Second Annual Access to Justice Week Engages Diverse Stakeholders
Last week marked the second annual Access to Justice Week. Organized by The Action Group on Access to Justice (TAG) in partnership with 12 organizations this year’s program explored access to justice as it relates to mental health, technology, public legal education and the importance of community driven initiatives.
Sessions were held in Kingston, Ottawa and Toronto from October 23 to 27. Access to Justice Week participants were diverse – they included legal professionals as well as academics, students, non-profit staff, members of the general public and trusted intermediaries such as community workers and librarians.
The Week also saw the release of a new report from TAG titled Millennials, Technology and Access to Justice in Ontario. The report provides helpful insights and contributes to key questions that access to justice and legal technology advocates may be asking: Are Ontario Millennials ready for disruptive services in justice? Why would Ontario Millennials seek justice through technology? What are some of the challenges to adoption digital justice initiatives might face?
Highlights from the week include:
- Keynote presentations from Ontario’s Attorney General Yasir Naqvi and Chair of the National Action Committee on Access to Justice in Civil and Family Matters, Hon. Thomas A. Cromwell
- Endorsements from Chief Justice Beverley McLachlin and MP Marco Mendocino
- Coverage in the Globe and Mail, Toronto Star, Canadian Lawyer and Law Times
Materials from Access to Justice Week – including videos from the CPD accredited sessions – will be available on the TAG website (TheActionGroup.ca).
Access to Justice Innovation
Partners: Community Legal Education Ontario (CLEO)

**Questions to answer**
(1) For each statement, say whether it agrees with the Access to Justice Week article above, answering yes or no and quoting the deciding words: (a) Sessions took place in Kingston, Ottawa and Toronto. (b) TAG organized the Week without any partner organizations. (c) Chief Justice Beverley McLachlin gave a keynote presentation.
(2) According to the Access to Justice Week article above, what is the title of the report TAG released during the Week?
(3) Go on with the Access to Justice Week article above, starting after its last line.

Region pointing data
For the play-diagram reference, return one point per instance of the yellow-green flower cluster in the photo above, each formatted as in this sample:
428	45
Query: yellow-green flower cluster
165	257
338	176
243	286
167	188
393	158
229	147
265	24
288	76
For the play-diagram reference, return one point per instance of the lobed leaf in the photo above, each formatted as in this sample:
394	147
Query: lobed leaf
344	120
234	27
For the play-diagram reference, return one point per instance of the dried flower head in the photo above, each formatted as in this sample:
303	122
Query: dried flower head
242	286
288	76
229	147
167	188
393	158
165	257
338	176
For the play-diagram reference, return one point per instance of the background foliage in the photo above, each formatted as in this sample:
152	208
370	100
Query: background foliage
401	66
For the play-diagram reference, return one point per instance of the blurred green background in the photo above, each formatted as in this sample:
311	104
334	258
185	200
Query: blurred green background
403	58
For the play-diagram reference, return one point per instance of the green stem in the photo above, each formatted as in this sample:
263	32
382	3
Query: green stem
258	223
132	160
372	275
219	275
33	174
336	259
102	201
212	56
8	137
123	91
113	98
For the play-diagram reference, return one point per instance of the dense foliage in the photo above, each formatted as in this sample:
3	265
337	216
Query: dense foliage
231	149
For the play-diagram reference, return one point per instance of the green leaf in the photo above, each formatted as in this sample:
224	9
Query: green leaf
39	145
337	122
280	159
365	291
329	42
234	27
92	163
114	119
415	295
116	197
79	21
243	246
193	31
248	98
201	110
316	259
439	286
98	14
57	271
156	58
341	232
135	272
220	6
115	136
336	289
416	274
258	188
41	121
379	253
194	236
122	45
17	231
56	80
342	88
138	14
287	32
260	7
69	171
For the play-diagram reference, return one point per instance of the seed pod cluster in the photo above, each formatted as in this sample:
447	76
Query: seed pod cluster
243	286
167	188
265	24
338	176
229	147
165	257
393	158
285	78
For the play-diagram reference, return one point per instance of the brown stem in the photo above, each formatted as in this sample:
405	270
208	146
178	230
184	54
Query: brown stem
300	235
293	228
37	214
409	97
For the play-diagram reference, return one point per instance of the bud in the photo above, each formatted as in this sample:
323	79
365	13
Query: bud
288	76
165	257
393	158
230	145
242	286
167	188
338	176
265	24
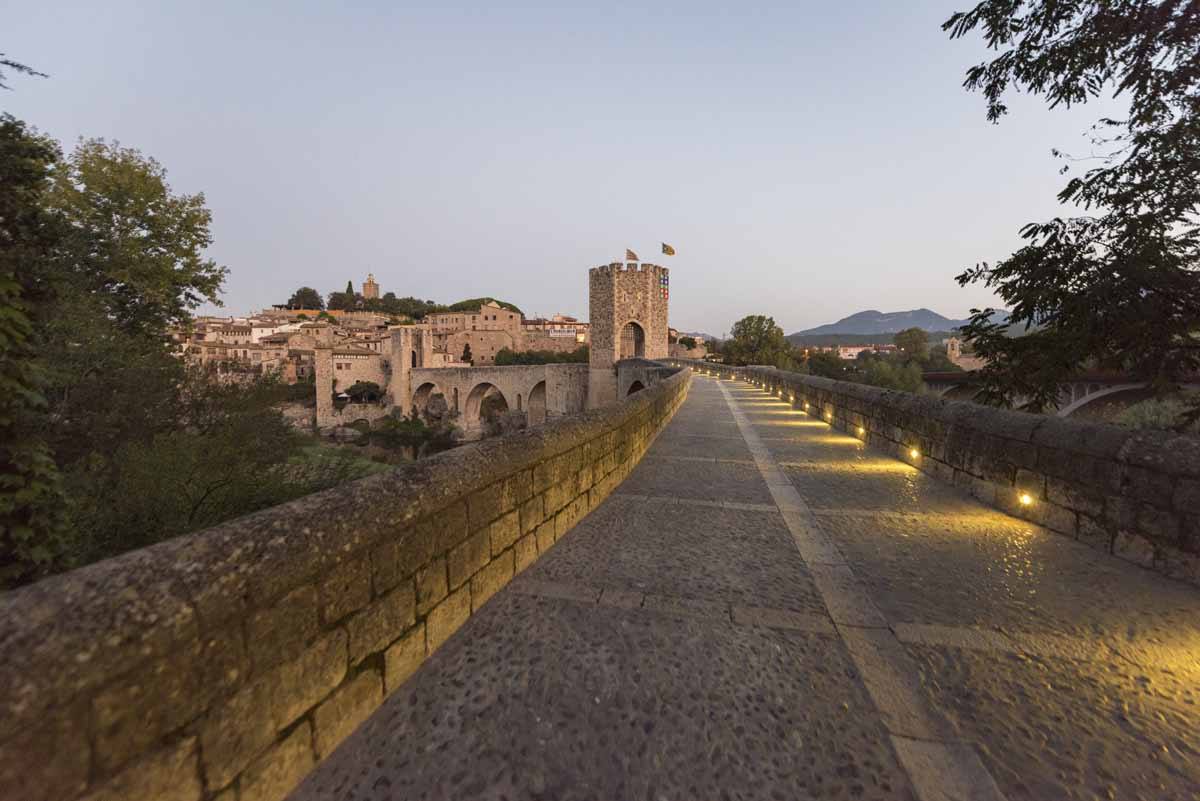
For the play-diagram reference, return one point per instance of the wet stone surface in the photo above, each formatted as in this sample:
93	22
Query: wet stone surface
691	552
987	568
549	699
1068	729
1063	672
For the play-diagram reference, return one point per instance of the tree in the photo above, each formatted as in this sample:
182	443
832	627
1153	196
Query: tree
913	343
16	66
130	241
364	392
757	341
306	297
1117	288
30	489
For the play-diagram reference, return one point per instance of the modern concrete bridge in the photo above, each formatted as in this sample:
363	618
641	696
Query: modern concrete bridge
767	609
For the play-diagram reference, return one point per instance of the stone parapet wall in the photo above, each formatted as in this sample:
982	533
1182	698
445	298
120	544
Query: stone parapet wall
222	666
1132	493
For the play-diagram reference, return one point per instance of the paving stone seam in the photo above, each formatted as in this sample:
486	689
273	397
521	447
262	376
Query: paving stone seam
660	602
937	765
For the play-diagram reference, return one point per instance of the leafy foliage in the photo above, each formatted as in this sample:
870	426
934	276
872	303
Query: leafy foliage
756	339
1169	414
306	297
365	392
1119	288
473	303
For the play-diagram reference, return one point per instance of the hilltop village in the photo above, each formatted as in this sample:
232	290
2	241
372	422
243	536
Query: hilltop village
360	362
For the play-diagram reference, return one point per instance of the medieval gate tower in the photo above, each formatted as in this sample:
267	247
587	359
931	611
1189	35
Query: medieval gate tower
628	312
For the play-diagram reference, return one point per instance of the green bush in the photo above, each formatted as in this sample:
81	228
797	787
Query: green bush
1167	414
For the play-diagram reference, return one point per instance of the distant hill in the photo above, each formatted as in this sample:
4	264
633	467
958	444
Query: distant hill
874	327
475	302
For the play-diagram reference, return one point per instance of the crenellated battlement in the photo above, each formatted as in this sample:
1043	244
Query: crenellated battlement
628	267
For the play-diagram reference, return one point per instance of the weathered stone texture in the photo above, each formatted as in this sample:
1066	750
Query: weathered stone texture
276	772
352	704
405	657
239	655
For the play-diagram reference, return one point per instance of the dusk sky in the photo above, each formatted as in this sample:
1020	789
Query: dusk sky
807	162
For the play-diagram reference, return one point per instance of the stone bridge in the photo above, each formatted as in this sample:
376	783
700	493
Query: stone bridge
1077	393
738	583
541	391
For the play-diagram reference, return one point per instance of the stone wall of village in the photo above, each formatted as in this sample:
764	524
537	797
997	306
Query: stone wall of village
1132	493
223	664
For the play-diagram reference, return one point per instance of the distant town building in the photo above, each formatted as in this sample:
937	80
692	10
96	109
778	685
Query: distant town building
370	288
963	356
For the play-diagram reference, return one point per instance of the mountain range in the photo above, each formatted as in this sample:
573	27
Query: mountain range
873	324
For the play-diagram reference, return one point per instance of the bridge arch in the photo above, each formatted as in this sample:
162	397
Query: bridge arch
633	341
535	404
483	399
423	395
1085	395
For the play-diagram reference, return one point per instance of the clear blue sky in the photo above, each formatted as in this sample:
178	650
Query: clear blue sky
808	161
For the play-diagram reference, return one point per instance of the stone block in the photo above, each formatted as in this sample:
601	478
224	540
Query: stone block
27	772
1149	486
169	774
445	618
466	560
138	710
234	732
383	621
346	589
280	633
402	660
526	552
449	527
516	489
274	775
559	495
532	513
345	710
399	559
491	579
306	680
431	585
1158	525
1187	495
504	531
1077	497
545	536
485	505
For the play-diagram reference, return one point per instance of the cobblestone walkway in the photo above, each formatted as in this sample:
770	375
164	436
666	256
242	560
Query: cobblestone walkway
767	609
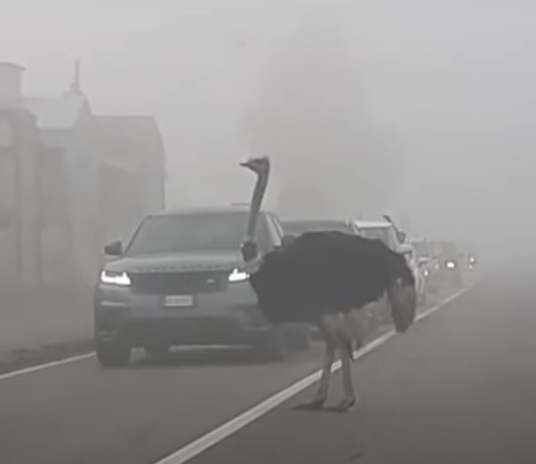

**Exercise answers**
(1)
(a) Yes: "Sessions were held in Kingston, Ottawa and Toronto from October 23 to 27."
(b) No: "Organized by The Action Group on Access to Justice (TAG) in partnership with 12 organizations"
(c) No: "Endorsements from Chief Justice Beverley McLachlin and MP Marco Mendocino"

(2) Millennials, Technology and Access to Justice in Ontario

(3)
This half-day program kicked off Access to Justice Week by profiling innovative, community driven work from across the justice sector. It featured remarks from Ontario’s Attorney General Yasir Naqvi and National Action Committee on Access to Justice Chair Hon. Thomas A. Cromwell. A Innovation Showcase profiled work from METRAC, Pro Bono Ontario, Peacebuilders Canada and TAG’s Indigenous Child Welfare project, which is coordinated with various university and community partners in Ontario, Nova Scotia and Alberta.
Improving Health, Improving Service: Well Being in the Legal Profession and Access to Justice
Partners: Canadian Institute for the Administration of Justice, Law Society’s Equity Department
Recent studies have indicated that lawyers are at a higher risk for anxiety, substance abuse and depression than those in the general population. This susceptibility begins in law school and eventually has an impact on society by affecting people who rely on lawyers to manage their everyday legal problems. This program featured keynote remarks from University of Toronto Sociologists Ronit Dinovitzer and Jonathan Koltai as well as a panel discussion with law students.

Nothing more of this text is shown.